[What you need to do] Whenever a line contains the string "badge", copy it out of the entries.
┏━━
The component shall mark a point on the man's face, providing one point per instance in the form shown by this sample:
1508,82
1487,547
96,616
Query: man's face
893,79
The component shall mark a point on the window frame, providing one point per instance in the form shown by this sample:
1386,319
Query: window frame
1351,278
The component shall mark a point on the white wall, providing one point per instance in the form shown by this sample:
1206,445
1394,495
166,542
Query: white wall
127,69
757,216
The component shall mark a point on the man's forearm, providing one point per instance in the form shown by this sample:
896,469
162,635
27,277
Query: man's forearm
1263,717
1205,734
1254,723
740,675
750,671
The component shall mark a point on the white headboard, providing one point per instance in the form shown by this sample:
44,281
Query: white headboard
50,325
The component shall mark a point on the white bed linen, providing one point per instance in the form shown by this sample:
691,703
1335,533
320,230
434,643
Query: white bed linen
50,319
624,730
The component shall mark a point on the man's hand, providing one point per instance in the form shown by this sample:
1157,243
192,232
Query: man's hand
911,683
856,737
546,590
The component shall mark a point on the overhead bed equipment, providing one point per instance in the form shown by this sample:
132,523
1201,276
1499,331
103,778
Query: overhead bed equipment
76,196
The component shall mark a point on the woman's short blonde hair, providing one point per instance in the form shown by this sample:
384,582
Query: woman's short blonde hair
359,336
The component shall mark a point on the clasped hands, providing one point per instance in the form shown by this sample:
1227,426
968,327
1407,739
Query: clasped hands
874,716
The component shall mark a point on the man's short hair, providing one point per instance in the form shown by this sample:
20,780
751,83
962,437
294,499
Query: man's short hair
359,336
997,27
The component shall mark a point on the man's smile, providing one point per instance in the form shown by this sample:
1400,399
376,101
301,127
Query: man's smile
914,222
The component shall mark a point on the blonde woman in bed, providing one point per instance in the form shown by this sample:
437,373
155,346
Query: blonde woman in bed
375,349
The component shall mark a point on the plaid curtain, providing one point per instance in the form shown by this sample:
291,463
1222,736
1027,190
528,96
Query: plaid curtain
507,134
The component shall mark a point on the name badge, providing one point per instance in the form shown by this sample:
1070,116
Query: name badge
┗━━
[Exercise answer]
The component shall mark a point on the name badge, providing one point per instance in the form shown by this sample:
Query: name badge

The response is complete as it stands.